- [Challenge 1] In the email on long lines, what is the most characters a line MUST have under RFC 5322, not counting the CRLF?
- [Challenge 2] Pick up the email on long lines after its final sentence and write what comes next.

- [Source passage]
— Start —

OT: Long lines in email (was: Re: special bg color)
Duncan
1i5t5.duncan at cox.net
Thu Dec 24 21:46:50 GMT 2009
Boyd Stephen Smith Jr. posted on Thu, 24 Dec 2009 10:16:14 -0600 as
excerpted:
> In <20091224085352.403b4f3a at o>, spir wrote:
>>Matthew Woehlke dixit:
>>> Also you might want to consider fixing your mailer to wrap long lines
>>> properly (or using a mailer that does).
>>
>>My mail client is correctly set to soft-wrap long lines, instead of
>> hard-wrapping (inserting newlines) them, so that text nicely adapt to
>> reader-chosen width (*).
>
> Your client is doing it wrong, then. If you client would like to
> soft-wrap lines, it should follow conventions established in RFC 3676
> (format=flowed). Currently your client is sending a mail message with
> lines longer than 80 characters, which is a violation RFC 5322 (Internet
> Message Format).
It's not a violation, as long as the MUST requirement of no more than 998
characters per line (1000 minus the terminating CRLF sequence) is met.
It may not meet the SHOULD of 78 chars, but it DOES meet the MUST of 998
chars. Quoting the relevant section 2.1.1 of the RFC you named:
"""""
2.1.1. Line Length Limits
There are two limits that this specification places on the number of
characters in a line. Each line of characters MUST be no more than
998 characters, and SHOULD be no more than 78 characters, excluding
the CRLF.
The 998 character limit is due to limitations in many implementations
that send, receive, or store IMF messages which simply cannot handle
more than 998 characters on a line. Receiving implementations would
do well to handle an arbitrarily large number of characters in a line
for robustness sake. However, there are so many implementations that
(in compliance with the transport requirements of [RFC5321]) do not
accept messages containing more than 1000 characters including the CR
and LF per line, it is important for implementations not to create
such messages.
The more conservative 78 character recommendation is to accommodate
the many implementations of user interfaces that display these
messages which may truncate, or disastrously wrap, the display of
more than 78 characters per line, in spite of the fact that such
implementations are non-conformant to the intent of this
specification (and that of [RFC5321] if they actually cause
information to be lost). Again, even though this limitation is put
on messages, it is incumbent upon implementations that display
messages to handle an arbitrarily large number of characters in a
line (certainly at least up to the 998 character limit) for the sake
of robustness.
"""""
In light of that, the best clients will allow a /reader/ to toggle the
line wrap three ways: (1) to window/display width (this could well be a
variable number of characters if a non-fixed-width font is used), (2) to
the fixed width of no more than 78 chars as specified as the SHOULD, and
(3) to the width as the sender sent it, that is, the "raw" width, in case
there's line-wrap specific content (like say programming code) included.
Good (as opposed to best, above, and poor, below) clients will allow
toggling between at least #3 (width as sent) AND ONE of the other two,
either the 78 char standard, OR the width of the display or display
window as appropriate.

— End —

Dataset extracts with box labels
— Start —

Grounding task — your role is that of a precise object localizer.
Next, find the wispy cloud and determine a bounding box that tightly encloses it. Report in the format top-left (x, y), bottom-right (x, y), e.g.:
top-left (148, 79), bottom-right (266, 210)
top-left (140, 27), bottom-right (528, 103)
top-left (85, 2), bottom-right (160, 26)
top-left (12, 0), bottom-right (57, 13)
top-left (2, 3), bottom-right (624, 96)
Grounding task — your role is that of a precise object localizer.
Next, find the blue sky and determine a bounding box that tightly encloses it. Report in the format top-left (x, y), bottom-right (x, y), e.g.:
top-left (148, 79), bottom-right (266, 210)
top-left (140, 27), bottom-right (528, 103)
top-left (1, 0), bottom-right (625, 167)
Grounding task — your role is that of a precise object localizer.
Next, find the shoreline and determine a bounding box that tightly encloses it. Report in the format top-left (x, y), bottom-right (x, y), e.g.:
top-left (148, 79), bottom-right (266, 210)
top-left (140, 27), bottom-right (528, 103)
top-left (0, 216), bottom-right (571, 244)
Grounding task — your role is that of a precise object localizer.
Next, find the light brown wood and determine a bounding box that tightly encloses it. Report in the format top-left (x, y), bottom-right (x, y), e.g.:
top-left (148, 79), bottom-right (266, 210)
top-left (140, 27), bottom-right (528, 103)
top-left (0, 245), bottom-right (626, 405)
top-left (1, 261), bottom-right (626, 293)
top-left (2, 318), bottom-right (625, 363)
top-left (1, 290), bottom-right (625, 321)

— End —

- [Final answer 1] 998 characters.

- [Final answer 2]
Poor clients will hard-code ONE of the above, either forcing horizontal
scrolling, if they don't do any wrapping on still-compliant lines as sent
up to 998 chars, OR screwing up the display of line-wrap specific content
such as programming code. They will still comply with the RFC as long as
they can take upto 998 char lines without losing content, but they are
poor clients in that they *WILL* cause the user fits in ONE of the cases
above, either causing unnecessary horizontal scrolling in the case of up
to 998 char lines, or destroying the meaning of line feeds where that
information is critical to the message content.
Non-conformant clients will actually fail to display content with many
conformant messages, or will send messages longer than 998 chars in raw
format. In the old days, this usually took the form of arbitrarily
chopping off messages at the 78 char boundary, with no option for
horizontal scrolling. Luckily, these clients tend to be few and far
between, as users tend to migrate away from them rather quickly. Now
days, it's possible that non-conforming clients allowing more than 998
chars per raw sent line are more common than the above "choppers".
FWIW, it's been awhile since I checked, but I believe both news and mail
message /headers/ are limited to 80 char lines (78 plus terminating CRLF)
in raw format (there's a wrapping spec), but message /bodies/ only have
the 1000 char line limit (998 plus terminating CRLF) MUST, tho they
SHOULD also follow the 80 char (78 plus terminating CRLF) SHOULD.
However, clients MUST be able to handle 1000 char (998 + CRLF) line
bodies or they are NOT compliant. Similarly, they MUST limit body lines
to 1000 chars (998+CRLF) or they are not compliant, with the 80 char (78
+CRLF) limit a SHOULD, not a MUST.
(FWIW, one of the reasons I use pan as a news client -- I read this list
as news thru gmane.org -- is that it complies not only with the RFCS, but
also with the GNKSA, to 100% including the SHOULDs. As such, it fits in
the "good client" category above, allowing toggling between #2 and 3
above, 78-char and raw-width. I honestly don't know what kmail does, but
I have a reasonably wide display window, and don't get so much mail there
as all the lists are thru pan, so it hasn't bothered me, whatever it
does. I do wish it would show attached images (NOT ones that have to be
fetched!), tho, even in no-html mode, say below the message. That's what
pan does and it works quite well. Of course, knode has issues with this
sort of thing, or did, last I looked at it, the reason I don't use it.)
--
Duncan - List replies preferred. No HTML msgs.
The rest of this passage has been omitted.